* _SEITENAUSZUG_:
■ ■ ■ ■
Steht die Erde vor einem Polsprung, vor einer Umkehrung von Nord- und Südpol, bei der sich das Magnetfeld unseres Planeten verschiebt und gefährliche Löcher in diesem Schutzschild gegen kosmische Strahlung entstehen? Wissenschaftler diskutieren seit einiger Zeit darüber, dass ein solcher Sprung bevorsteht. Sie sind sich aber nach wie vor uneins darüber, was ihn auslöst. Hinweise verspricht hier eine neue in "nature communications" veröffentlichte Studie.
Magnetfeld kann sich bis zu zehn Mal schneller verändern
Nach heutigem Stand kehrt sich das Magnetfeld der Erde etwa vier Mal pro eine Million Jahre um. Die Ursache dafür liegt im äußeren Erdkern. Der besteht aus geschmolzenem Eisen und liegt etwa 2.900 bis 5.100 Kilometer tief unter unserem Boden. Das flüssige Metall befindet sich in einem konstanten Fluss und schafft dadurch wie bei einem Fahrraddynamo das Magnetfeld, das unseren Planeten unter anderem vor kosmischer Strahlung durch Sonnenstürme schützt. Wie man aber durch die beobachtete Verschiebung der magnetischen Pole weiß, verändert das Feld seine Ausrichtung in jedem Jahr um etwa einen Grad.
Die neue Studie zeigt jetzt aber, dass sich diese Veränderung dramatisch beschleunigen kann, bis hin zu zehn mal schneller, als aktuell beobachtet. Das britisch-amerikanische Team um Chris Davies und Catherine Constable kombinierte für die Untersuchung empirische Daten von geologischen Proben mit einer Computersimulation über den Zeitraum der vergangenen 100.000 Jahre.
Schwankungen offenbar durch wandernde Flecken auf dem Metallkern
Dabei zeigte sich eine besonders interessante Phase vor etwa 39.000 Jahren, als sich das Magnetfeld um etwa 2,5 Grad pro Jahr verschob. Damit einher ging eine deutliche Abschwächung des Felds entlang der zentralamerikanischen Westküste. Diese Phase folgte der sogenannten Laschamp-Exkursion, einer globalen Umkehrung des Magnetfelds vor 41.000 Jahren. Der Theorie zufolge verändert sich das Magnetfeld dann besonders schnell, wenn seine Pole gerade sehr weit von den geographischen Polen entfernt sind.
■ ■ ■ ■
Schreiben Sie den Text über die Umkehrung des Erdmagnetfelds im Anschluss an seinen letzten Satz weiter. Die Datensätze werden hier nicht gebraucht.

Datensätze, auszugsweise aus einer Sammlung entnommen
■ ■ ■ ■
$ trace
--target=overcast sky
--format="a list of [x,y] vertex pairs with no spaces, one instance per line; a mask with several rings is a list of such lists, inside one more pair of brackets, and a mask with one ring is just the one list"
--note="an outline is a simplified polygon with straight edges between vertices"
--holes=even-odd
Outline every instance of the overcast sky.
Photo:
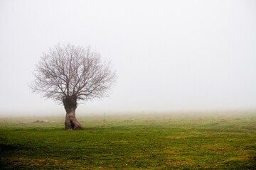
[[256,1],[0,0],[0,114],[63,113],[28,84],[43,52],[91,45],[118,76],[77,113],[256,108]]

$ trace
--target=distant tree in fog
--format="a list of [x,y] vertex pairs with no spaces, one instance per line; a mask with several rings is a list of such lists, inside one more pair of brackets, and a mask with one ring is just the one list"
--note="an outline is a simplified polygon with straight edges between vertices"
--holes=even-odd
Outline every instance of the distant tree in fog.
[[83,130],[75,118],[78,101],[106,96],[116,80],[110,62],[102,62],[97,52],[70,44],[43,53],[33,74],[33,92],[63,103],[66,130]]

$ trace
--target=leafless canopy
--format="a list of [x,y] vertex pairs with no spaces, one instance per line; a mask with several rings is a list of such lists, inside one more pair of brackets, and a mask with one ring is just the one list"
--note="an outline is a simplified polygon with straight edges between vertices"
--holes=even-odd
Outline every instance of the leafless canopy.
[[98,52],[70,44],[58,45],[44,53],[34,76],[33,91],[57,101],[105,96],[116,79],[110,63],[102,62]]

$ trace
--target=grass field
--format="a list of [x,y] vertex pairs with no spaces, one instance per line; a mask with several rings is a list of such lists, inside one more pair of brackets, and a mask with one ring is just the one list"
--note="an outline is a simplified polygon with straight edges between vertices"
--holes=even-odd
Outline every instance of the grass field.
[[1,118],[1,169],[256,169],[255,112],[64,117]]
■ ■ ■ ■
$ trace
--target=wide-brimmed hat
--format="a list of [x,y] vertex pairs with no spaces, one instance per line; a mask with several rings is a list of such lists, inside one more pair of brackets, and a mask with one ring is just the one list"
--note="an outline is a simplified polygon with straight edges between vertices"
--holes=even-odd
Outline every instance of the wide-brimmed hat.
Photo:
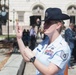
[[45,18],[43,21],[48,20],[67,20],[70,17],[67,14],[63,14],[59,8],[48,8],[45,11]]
■ ■ ■ ■
* _ÜBUNGSERGEBNIS_:
Die Computersimulation offenbarte dabei Details über die möglichen physischen Ursachen dieses Phänomens. Schnelle Richtungsänderungen sind offenbar mit Flecken auf dem Metallkern verbunden, die in umgekehrter Richtung zum Fluss des übrigen Eisens wandern. Diese Flecken sind laut den Forschern in niedrigen Breitengraden verbreiteter. Die Wissenschaftler empfehlen daher, diese Regionen in der Nähe der Pole künftig enger in den Blick zu nehmen.
Magnetische Pole sind aktuell stabil
Das Wissen über die Veränderungen des Magnetfeldes sei aber immer noch sehr unvollständig, schreiben Constable und Davies in ihrer Studie. Allerdings sei es der vorliegenden Arbeit gut gelungen, empirische Daten von Proben und Simulationsergebnisse in Einklang zu bringen. Der Ansatz könnte in Zukunft also tiefere Einblicke liefern, ob tatsächlich ein Polsprung bevorsteht. Aktuell dagegen sie die magnetische Polarität allerdings stabil.